Print each of the items below unchanged, line for line.
- - -
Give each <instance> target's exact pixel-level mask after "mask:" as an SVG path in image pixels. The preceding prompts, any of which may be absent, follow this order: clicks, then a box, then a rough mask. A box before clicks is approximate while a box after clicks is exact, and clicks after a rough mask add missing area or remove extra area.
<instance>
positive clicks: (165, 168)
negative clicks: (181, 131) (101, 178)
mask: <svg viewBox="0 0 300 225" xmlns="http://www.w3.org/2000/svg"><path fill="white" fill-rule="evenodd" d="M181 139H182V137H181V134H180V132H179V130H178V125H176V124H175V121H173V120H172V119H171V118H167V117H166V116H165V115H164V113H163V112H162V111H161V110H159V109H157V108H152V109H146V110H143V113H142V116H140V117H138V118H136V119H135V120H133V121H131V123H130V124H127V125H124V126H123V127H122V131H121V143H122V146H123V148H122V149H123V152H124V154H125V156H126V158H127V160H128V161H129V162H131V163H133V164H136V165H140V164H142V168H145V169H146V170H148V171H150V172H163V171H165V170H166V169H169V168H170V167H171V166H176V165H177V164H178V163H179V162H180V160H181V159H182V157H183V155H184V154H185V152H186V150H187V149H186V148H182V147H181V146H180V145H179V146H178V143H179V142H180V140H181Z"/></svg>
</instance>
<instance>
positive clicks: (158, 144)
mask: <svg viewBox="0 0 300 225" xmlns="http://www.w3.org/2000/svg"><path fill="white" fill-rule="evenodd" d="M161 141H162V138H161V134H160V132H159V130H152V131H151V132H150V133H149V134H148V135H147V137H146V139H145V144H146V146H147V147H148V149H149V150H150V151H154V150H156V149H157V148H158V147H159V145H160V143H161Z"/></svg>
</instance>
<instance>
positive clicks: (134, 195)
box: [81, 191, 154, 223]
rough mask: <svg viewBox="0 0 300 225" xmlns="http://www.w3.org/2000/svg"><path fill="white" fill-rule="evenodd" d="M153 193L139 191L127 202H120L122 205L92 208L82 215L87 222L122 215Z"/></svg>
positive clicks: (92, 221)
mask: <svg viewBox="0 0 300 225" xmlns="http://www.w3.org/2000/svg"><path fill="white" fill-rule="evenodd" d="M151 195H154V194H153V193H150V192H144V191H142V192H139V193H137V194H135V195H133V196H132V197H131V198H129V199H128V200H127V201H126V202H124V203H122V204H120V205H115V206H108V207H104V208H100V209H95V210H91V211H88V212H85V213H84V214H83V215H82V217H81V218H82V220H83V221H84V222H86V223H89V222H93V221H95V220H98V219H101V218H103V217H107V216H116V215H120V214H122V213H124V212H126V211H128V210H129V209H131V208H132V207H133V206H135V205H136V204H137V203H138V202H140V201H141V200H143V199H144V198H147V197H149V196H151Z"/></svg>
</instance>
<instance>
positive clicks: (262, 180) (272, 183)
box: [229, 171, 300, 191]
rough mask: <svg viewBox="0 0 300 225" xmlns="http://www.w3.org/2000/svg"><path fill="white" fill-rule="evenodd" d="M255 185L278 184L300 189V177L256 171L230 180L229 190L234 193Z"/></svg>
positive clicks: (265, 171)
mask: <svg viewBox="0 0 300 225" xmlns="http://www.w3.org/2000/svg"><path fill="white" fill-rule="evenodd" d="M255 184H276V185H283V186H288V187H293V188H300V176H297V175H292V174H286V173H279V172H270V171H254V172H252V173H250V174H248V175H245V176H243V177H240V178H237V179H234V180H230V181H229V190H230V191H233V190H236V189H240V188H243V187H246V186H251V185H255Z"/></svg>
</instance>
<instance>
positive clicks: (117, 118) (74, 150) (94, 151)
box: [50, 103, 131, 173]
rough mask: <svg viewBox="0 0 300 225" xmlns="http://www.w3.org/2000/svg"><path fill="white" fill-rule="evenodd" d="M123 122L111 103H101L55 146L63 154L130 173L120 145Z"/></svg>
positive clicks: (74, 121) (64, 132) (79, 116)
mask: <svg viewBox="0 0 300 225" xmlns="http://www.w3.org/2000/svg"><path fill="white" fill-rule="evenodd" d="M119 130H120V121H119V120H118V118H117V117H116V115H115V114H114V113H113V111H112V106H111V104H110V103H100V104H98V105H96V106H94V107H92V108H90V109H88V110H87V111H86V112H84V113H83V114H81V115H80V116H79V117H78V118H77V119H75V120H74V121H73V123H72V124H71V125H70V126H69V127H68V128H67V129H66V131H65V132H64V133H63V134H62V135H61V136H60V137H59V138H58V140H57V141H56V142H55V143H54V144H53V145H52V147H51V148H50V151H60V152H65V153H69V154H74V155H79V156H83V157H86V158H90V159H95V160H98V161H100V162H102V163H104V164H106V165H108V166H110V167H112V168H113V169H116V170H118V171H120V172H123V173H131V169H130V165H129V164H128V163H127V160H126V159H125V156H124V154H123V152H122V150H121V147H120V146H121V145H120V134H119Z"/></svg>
- - -
*YOUR RESPONSE*
Give each <instance> target's exact pixel-level mask after "mask:" as an SVG path in image pixels. The preceding prompts, any of which may be absent, follow this order: clicks, then a box, then a rough mask. A box before clicks is approximate while a box after clicks is exact, and clicks after a rough mask add missing area or remove extra area.
<instance>
positive clicks: (165, 168)
negative clicks: (181, 131) (101, 178)
mask: <svg viewBox="0 0 300 225" xmlns="http://www.w3.org/2000/svg"><path fill="white" fill-rule="evenodd" d="M181 139H182V137H181V134H180V132H179V130H178V125H176V124H175V121H173V120H172V119H171V118H167V117H166V116H165V115H164V113H163V112H162V111H161V110H159V109H157V108H152V109H146V110H143V113H142V116H140V117H138V118H136V119H135V120H133V121H131V123H130V124H127V125H124V126H123V127H122V131H121V143H122V146H123V148H122V149H123V152H124V154H125V156H126V158H127V160H128V161H129V162H131V163H133V164H136V165H140V164H142V168H145V169H146V170H148V171H150V172H163V171H165V170H166V169H169V168H170V167H171V166H176V165H177V164H178V163H179V162H180V160H181V159H182V157H183V155H184V154H185V152H186V150H187V149H186V148H182V147H181V146H180V145H179V146H178V143H179V142H180V140H181Z"/></svg>
</instance>
<instance>
positive clicks: (158, 144)
mask: <svg viewBox="0 0 300 225" xmlns="http://www.w3.org/2000/svg"><path fill="white" fill-rule="evenodd" d="M161 141H162V138H161V134H160V132H159V130H152V131H151V132H150V133H149V134H148V135H147V137H146V139H145V144H146V146H147V147H148V149H149V150H150V151H154V150H156V149H157V148H158V147H159V145H160V143H161Z"/></svg>
</instance>
<instance>
positive clicks: (134, 195)
box: [81, 191, 154, 223]
rough mask: <svg viewBox="0 0 300 225" xmlns="http://www.w3.org/2000/svg"><path fill="white" fill-rule="evenodd" d="M153 193L139 191L127 202H120L122 205L92 208L82 215L87 222L122 215Z"/></svg>
positive clicks: (92, 221)
mask: <svg viewBox="0 0 300 225" xmlns="http://www.w3.org/2000/svg"><path fill="white" fill-rule="evenodd" d="M151 195H154V194H153V193H150V192H144V191H142V192H139V193H137V194H135V195H133V196H132V197H131V198H129V199H128V200H127V201H126V202H124V203H122V204H120V205H115V206H108V207H104V208H100V209H95V210H91V211H88V212H85V213H84V214H83V215H82V217H81V218H82V220H83V221H84V222H86V223H89V222H93V221H95V220H98V219H101V218H103V217H107V216H116V215H120V214H122V213H124V212H126V211H128V210H129V209H131V208H132V207H133V206H135V205H136V204H137V203H138V202H140V201H141V200H143V199H144V198H147V197H149V196H151Z"/></svg>
</instance>
<instance>
positive clicks: (262, 180) (272, 183)
box: [229, 171, 300, 191]
rough mask: <svg viewBox="0 0 300 225" xmlns="http://www.w3.org/2000/svg"><path fill="white" fill-rule="evenodd" d="M255 185L278 184L300 189V177L256 171L230 180L229 190L234 193Z"/></svg>
positive clicks: (265, 171)
mask: <svg viewBox="0 0 300 225" xmlns="http://www.w3.org/2000/svg"><path fill="white" fill-rule="evenodd" d="M255 184H276V185H283V186H288V187H293V188H300V176H297V175H292V174H286V173H279V172H270V171H254V172H252V173H250V174H248V175H245V176H243V177H240V178H237V179H234V180H230V181H229V190H230V191H233V190H236V189H240V188H243V187H246V186H251V185H255Z"/></svg>
</instance>
<instance>
positive clicks: (117, 118) (74, 150) (94, 151)
box: [50, 103, 131, 173]
rough mask: <svg viewBox="0 0 300 225" xmlns="http://www.w3.org/2000/svg"><path fill="white" fill-rule="evenodd" d="M123 122L111 103H101L55 146L63 154L130 173L120 145Z"/></svg>
positive clicks: (74, 121) (64, 132) (79, 116)
mask: <svg viewBox="0 0 300 225" xmlns="http://www.w3.org/2000/svg"><path fill="white" fill-rule="evenodd" d="M119 130H120V121H119V120H118V118H117V117H116V115H115V114H114V113H113V111H112V106H111V104H110V103H100V104H98V105H96V106H94V107H92V108H90V109H88V110H87V111H86V112H84V113H83V114H81V115H80V116H79V117H78V118H77V119H75V120H74V121H73V123H72V124H71V125H70V126H69V127H68V128H67V129H66V131H65V132H64V133H63V134H62V135H61V136H60V137H59V138H58V140H57V141H56V142H55V143H54V144H53V145H52V147H51V148H50V151H60V152H65V153H69V154H74V155H79V156H83V157H86V158H90V159H95V160H98V161H100V162H102V163H104V164H106V165H108V166H110V167H112V168H113V169H116V170H118V171H120V172H123V173H131V169H130V165H129V164H128V163H127V160H126V159H125V156H124V154H123V152H122V150H121V147H120V146H121V145H120V134H119Z"/></svg>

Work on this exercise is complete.